# 出典の抜粋:
遺伝子組換え食品の表示  その1~日本の表示制度


日本で遺伝子組換え食品の輸入が始まったのは1996年ですが、当初、表示制度は存在せず、何も表示がないままに流通していました。しかし、表示を求める消費者の声は大きく、消費者運動の成果として、2001年4月から遺伝子組換え食品の表示が義務化されました。

(参考資料:遺伝子組換えに関する表示に係る加工食品品質表示基準第7条第1項及び生鮮食品品質表示基準第7条第1項の規定に基づく農林水産大臣の定める基準    http://www.caa.go.jp/jas/hyoji/pdf/kijun_03.pdf

この制度にはいろいろと問題が多いのですが、まずはこのわかりにくいしくみを、理解するところから始めましょう。

ちなみに現在日本で輸入が許可されている遺伝子組換え作物は下記の8種類です。

じゃがいも、とうもろこし、ばれいしょ(じゃがいも)、なたね、綿実、アルファルファ、てんさい、パパイヤ

原則:遺伝子組換え作物やその加工品には、その旨を表示しなければなりません。

# 課題一覧:
• a. 上の表示制度の文から、「この制度にはいろいろと問題が」から「原則:遺伝子組換え作物やその加工品には、その旨を表示しなければなりません。」までの部分を一字も変えずに書き写してください。
• b. 表示制度の文によれば、日本で組換え食品の表示が義務化されたのはいつからですか。

# 記録の抜粋:
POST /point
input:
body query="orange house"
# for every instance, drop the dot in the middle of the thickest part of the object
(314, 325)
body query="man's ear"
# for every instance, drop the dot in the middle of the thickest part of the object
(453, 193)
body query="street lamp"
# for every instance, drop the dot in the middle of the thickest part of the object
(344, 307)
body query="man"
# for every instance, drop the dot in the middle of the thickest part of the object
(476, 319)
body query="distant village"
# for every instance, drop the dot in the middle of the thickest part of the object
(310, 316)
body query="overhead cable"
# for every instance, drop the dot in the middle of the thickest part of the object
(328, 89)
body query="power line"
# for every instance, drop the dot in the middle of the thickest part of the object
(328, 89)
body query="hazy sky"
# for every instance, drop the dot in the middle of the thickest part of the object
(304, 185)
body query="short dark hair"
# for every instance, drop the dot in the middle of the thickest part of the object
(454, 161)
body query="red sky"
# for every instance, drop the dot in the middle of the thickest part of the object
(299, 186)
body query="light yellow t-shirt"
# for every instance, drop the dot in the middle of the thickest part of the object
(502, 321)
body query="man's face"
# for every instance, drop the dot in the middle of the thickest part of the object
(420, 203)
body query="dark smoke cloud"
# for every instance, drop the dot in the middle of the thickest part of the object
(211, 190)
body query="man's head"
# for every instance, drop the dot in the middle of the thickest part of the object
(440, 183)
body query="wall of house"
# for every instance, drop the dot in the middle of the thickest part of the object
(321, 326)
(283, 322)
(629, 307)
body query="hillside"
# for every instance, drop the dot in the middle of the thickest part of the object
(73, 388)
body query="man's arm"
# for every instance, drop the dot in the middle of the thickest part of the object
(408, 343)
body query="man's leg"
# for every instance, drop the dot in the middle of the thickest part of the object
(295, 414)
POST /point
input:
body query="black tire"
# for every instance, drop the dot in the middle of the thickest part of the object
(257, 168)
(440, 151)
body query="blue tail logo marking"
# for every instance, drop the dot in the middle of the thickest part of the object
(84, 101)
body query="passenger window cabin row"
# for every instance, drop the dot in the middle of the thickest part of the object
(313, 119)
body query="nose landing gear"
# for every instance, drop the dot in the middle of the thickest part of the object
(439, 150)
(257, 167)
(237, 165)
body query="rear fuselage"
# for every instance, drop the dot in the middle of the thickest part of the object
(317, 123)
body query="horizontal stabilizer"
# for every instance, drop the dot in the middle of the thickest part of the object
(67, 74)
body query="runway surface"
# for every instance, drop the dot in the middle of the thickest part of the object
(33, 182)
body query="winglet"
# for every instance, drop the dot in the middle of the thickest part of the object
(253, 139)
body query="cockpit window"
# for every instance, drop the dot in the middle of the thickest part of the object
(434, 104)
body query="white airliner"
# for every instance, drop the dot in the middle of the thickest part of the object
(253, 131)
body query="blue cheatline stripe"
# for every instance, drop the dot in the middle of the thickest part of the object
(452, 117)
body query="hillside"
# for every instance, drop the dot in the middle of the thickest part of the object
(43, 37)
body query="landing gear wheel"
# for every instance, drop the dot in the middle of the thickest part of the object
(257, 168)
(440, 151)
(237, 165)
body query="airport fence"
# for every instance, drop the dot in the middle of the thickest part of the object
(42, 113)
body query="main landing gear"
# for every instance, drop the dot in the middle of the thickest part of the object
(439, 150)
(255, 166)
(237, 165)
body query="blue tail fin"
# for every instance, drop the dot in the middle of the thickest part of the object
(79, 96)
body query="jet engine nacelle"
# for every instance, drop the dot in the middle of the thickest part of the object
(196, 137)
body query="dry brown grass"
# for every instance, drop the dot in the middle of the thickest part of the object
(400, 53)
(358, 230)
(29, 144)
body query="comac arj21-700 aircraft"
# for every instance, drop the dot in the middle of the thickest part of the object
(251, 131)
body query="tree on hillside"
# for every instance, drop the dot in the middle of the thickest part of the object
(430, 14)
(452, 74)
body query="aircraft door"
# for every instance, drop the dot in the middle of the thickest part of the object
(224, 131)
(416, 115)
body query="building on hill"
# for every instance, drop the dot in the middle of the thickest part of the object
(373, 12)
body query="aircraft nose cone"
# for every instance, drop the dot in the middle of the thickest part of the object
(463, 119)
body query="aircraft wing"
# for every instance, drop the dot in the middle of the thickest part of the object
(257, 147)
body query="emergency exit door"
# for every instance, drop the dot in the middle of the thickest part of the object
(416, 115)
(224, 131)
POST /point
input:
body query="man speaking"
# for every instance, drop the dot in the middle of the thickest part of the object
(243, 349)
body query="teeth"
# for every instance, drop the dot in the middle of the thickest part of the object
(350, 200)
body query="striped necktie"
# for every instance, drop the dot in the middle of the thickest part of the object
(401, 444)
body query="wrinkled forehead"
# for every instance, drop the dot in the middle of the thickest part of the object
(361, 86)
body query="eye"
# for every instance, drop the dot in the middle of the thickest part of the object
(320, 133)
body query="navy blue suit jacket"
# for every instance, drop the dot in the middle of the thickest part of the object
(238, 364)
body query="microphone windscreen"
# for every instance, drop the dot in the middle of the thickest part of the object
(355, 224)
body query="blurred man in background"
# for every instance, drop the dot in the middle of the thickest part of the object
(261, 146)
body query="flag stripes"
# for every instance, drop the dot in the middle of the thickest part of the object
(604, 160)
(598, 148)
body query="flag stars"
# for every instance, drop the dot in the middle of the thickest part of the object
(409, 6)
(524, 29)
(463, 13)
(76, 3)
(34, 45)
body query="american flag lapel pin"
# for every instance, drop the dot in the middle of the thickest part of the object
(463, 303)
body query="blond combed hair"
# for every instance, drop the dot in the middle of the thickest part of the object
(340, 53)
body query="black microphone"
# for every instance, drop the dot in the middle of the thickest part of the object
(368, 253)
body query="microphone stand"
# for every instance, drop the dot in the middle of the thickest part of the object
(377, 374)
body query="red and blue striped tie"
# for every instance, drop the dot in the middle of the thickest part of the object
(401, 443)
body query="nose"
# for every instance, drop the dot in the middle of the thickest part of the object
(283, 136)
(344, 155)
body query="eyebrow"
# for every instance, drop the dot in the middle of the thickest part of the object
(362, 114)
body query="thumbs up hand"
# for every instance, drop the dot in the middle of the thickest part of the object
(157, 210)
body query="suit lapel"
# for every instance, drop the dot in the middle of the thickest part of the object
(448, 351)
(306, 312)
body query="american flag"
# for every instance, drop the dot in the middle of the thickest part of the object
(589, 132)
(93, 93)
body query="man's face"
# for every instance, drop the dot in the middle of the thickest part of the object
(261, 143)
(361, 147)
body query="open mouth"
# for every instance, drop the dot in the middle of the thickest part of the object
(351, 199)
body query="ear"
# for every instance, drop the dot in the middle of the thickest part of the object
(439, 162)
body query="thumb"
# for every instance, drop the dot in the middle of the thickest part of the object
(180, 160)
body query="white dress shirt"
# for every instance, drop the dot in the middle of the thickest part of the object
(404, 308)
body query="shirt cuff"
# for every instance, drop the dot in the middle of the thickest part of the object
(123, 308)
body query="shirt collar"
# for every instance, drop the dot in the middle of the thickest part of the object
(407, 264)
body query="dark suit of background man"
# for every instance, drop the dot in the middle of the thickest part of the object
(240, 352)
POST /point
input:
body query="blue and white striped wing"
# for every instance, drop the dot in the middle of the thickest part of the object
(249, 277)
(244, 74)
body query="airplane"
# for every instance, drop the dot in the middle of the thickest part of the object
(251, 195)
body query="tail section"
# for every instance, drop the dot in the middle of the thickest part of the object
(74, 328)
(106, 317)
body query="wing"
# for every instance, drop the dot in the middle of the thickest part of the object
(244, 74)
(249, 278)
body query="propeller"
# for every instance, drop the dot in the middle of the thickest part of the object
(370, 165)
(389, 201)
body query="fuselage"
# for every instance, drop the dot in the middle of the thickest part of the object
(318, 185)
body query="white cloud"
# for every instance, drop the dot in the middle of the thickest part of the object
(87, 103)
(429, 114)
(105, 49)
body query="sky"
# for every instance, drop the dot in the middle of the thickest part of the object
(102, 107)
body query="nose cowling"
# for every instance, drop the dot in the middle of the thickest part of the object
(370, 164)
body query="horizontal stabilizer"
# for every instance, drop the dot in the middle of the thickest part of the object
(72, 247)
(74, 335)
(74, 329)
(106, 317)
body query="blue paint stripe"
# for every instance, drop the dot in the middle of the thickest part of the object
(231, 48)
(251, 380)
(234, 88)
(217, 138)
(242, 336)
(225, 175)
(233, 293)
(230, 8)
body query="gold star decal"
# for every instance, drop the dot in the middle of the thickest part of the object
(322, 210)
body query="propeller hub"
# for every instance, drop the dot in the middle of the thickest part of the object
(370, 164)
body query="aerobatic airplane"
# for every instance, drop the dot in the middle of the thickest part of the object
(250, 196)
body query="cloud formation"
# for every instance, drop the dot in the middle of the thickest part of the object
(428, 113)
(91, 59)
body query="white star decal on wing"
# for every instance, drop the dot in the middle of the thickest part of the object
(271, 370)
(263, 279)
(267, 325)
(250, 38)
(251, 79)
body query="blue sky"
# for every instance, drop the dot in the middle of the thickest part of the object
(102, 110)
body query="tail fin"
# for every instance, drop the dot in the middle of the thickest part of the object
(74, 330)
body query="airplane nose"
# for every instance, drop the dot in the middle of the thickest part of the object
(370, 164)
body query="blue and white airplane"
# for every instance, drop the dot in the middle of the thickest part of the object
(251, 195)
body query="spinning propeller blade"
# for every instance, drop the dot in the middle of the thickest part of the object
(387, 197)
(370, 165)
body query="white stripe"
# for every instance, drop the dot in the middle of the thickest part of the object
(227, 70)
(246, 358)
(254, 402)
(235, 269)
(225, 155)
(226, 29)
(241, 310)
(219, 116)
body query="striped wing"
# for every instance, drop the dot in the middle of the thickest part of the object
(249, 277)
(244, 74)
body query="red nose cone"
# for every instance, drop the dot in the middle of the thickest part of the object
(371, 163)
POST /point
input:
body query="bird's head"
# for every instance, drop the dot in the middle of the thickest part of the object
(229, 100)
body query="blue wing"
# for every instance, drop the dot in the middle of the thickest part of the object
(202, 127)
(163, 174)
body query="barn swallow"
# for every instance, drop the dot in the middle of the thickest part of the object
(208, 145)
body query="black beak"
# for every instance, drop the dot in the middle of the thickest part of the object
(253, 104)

# 課題別の解答:
• a.
この制度にはいろいろと問題が多いのですが、まずはこのわかりにくいしくみを、理解するところから始めましょう。

ちなみに現在日本で輸入が許可されている遺伝子組換え作物は下記の8種類です。

じゃがいも、とうもろこし、ばれいしょ(じゃがいも)、なたね、綿実、アルファルファ、てんさい、パパイヤ

原則:遺伝子組換え作物やその加工品には、その旨を表示しなければなりません。

• b. 2001年4月からです。